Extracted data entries
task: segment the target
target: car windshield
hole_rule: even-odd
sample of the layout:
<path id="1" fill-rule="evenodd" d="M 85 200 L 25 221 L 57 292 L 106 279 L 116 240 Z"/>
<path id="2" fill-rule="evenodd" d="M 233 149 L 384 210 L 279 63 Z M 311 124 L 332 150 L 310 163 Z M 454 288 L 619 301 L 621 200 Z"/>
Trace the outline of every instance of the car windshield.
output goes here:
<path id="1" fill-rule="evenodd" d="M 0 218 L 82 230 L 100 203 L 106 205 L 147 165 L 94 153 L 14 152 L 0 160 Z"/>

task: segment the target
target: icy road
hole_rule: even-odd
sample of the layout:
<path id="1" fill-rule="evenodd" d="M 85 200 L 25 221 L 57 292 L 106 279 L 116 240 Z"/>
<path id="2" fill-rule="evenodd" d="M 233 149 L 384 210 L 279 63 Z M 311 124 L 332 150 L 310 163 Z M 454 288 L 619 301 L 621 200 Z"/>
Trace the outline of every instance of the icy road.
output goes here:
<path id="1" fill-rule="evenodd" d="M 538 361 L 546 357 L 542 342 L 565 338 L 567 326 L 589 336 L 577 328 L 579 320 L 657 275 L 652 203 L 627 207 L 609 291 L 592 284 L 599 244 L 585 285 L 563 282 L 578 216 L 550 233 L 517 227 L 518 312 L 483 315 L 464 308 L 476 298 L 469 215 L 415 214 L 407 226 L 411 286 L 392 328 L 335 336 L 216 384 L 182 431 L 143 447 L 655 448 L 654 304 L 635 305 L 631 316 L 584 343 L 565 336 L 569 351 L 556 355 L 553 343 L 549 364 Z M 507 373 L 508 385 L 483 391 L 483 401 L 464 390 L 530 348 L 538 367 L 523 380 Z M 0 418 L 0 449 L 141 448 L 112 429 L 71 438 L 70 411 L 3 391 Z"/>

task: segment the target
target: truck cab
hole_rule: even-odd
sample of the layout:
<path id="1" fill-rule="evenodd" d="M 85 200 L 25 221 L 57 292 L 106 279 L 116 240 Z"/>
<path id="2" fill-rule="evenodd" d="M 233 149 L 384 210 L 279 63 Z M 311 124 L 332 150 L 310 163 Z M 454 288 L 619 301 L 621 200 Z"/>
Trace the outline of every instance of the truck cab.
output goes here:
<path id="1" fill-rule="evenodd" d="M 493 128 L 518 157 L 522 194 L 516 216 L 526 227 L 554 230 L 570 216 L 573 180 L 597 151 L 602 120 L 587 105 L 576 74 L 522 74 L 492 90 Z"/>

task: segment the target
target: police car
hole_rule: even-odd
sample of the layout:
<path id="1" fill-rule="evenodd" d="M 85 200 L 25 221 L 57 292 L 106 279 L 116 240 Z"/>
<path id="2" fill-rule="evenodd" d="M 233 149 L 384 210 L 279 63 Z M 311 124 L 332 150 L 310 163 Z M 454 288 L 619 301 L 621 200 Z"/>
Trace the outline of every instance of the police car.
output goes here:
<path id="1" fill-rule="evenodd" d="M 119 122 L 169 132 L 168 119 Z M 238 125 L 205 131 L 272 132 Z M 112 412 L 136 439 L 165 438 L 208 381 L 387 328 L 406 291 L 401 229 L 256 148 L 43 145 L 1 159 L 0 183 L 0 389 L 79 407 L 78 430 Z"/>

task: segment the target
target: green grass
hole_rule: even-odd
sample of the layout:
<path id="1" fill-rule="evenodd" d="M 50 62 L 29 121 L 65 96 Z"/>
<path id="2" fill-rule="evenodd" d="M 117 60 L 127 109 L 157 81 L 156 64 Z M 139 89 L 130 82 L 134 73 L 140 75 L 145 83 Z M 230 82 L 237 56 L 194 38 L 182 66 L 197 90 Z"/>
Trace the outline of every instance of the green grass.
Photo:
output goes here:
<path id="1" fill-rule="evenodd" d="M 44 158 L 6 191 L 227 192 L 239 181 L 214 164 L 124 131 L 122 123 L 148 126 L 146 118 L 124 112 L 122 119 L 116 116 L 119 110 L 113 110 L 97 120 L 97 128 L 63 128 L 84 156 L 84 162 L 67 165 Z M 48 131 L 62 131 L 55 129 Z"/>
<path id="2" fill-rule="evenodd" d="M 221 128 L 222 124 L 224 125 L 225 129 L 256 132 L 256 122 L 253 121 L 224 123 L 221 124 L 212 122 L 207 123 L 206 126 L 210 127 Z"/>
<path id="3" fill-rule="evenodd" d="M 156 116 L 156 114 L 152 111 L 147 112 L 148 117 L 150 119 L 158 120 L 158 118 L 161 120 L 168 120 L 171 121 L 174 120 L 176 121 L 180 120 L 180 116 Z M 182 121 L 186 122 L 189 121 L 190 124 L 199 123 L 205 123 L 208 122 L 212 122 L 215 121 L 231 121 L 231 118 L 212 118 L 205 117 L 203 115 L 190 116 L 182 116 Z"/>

*Problem*. Copy out all of the records above line for line, with every character unchanged.

*Complete response*.
task: segment the target
target: car windshield
hole_rule: even-odd
sample of the layout:
<path id="1" fill-rule="evenodd" d="M 85 200 L 25 221 L 57 292 L 106 279 L 116 240 Z"/>
<path id="2" fill-rule="evenodd" d="M 233 149 L 384 210 L 279 63 Z M 311 124 L 332 150 L 310 163 Z M 454 288 L 619 301 L 621 200 Z"/>
Trace the outline of every instance of the car windshield.
output goes here:
<path id="1" fill-rule="evenodd" d="M 0 218 L 82 230 L 100 203 L 106 205 L 147 165 L 94 153 L 14 152 L 0 160 Z"/>

task: segment the target
target: icy road
hole_rule: even-odd
sample of the layout:
<path id="1" fill-rule="evenodd" d="M 85 200 L 25 221 L 57 292 L 106 279 L 116 240 Z"/>
<path id="2" fill-rule="evenodd" d="M 233 149 L 384 210 L 279 63 Z M 311 124 L 332 150 L 310 163 Z M 454 288 L 619 301 L 621 200 Z"/>
Trace the outline of every instance of the icy road.
output goes here:
<path id="1" fill-rule="evenodd" d="M 538 361 L 546 357 L 542 342 L 565 338 L 567 326 L 589 336 L 577 328 L 579 320 L 657 275 L 652 203 L 627 207 L 609 291 L 592 284 L 599 244 L 585 285 L 563 282 L 578 216 L 550 233 L 517 227 L 518 312 L 483 315 L 464 308 L 476 298 L 469 215 L 415 214 L 407 226 L 411 286 L 392 328 L 335 336 L 216 384 L 182 431 L 143 447 L 655 448 L 654 304 L 635 305 L 631 316 L 584 343 L 565 336 L 569 351 L 556 355 L 553 343 L 549 364 Z M 507 373 L 508 385 L 483 391 L 483 401 L 464 390 L 530 348 L 538 367 L 523 380 Z M 0 418 L 0 449 L 141 448 L 112 429 L 71 438 L 70 411 L 3 391 Z"/>

task: segment the target
target: truck cab
hole_rule: even-odd
sample of the layout:
<path id="1" fill-rule="evenodd" d="M 85 200 L 25 221 L 57 292 L 106 279 L 116 240 Z"/>
<path id="2" fill-rule="evenodd" d="M 233 149 L 384 210 L 279 63 Z M 311 124 L 332 150 L 310 163 Z M 454 288 L 619 301 L 621 200 Z"/>
Trace the outline of every instance of the truck cab.
output goes here:
<path id="1" fill-rule="evenodd" d="M 493 128 L 518 157 L 522 194 L 516 216 L 526 227 L 554 230 L 570 216 L 573 180 L 597 151 L 602 120 L 587 105 L 576 74 L 522 74 L 492 90 Z"/>

task: segment the target
target: police car
hole_rule: even-odd
sample of the layout:
<path id="1" fill-rule="evenodd" d="M 85 200 L 25 221 L 57 292 L 106 279 L 116 240 Z"/>
<path id="2" fill-rule="evenodd" d="M 233 149 L 384 210 L 279 63 Z M 311 124 L 332 150 L 310 163 Z M 454 288 L 619 301 L 621 200 Z"/>
Trace the outline of every instance of the police car.
output goes here:
<path id="1" fill-rule="evenodd" d="M 119 122 L 169 132 L 168 119 Z M 238 125 L 205 131 L 272 132 Z M 112 412 L 136 439 L 165 438 L 208 381 L 387 328 L 406 291 L 401 229 L 256 148 L 43 145 L 1 159 L 0 183 L 0 389 L 79 407 L 78 430 Z"/>

task: segment the target
target: green grass
hole_rule: even-odd
sample of the layout:
<path id="1" fill-rule="evenodd" d="M 50 62 L 29 121 L 65 96 Z"/>
<path id="2" fill-rule="evenodd" d="M 117 60 L 127 109 L 157 81 L 156 64 Z M 139 89 L 130 82 L 134 73 L 140 75 L 145 83 Z M 230 82 L 237 56 L 194 38 L 182 66 L 197 90 Z"/>
Trace the outline of every instance of the green grass.
Photo:
output goes here:
<path id="1" fill-rule="evenodd" d="M 44 158 L 6 191 L 227 192 L 239 181 L 214 164 L 124 131 L 122 123 L 148 126 L 146 118 L 124 112 L 122 119 L 116 116 L 119 110 L 113 110 L 97 120 L 97 128 L 63 128 L 84 156 L 84 162 L 67 165 Z M 48 131 L 62 131 L 55 129 Z"/>
<path id="2" fill-rule="evenodd" d="M 221 128 L 222 124 L 224 125 L 225 129 L 256 132 L 256 122 L 253 121 L 224 123 L 221 124 L 212 122 L 207 123 L 206 126 L 210 127 Z"/>
<path id="3" fill-rule="evenodd" d="M 156 116 L 156 114 L 152 111 L 147 112 L 148 117 L 150 119 L 158 120 L 158 118 L 161 120 L 168 120 L 171 121 L 174 120 L 176 121 L 180 120 L 180 116 Z M 182 121 L 186 122 L 189 121 L 190 124 L 199 123 L 205 123 L 208 122 L 212 122 L 215 121 L 231 121 L 231 118 L 212 118 L 205 117 L 203 115 L 190 116 L 182 116 Z"/>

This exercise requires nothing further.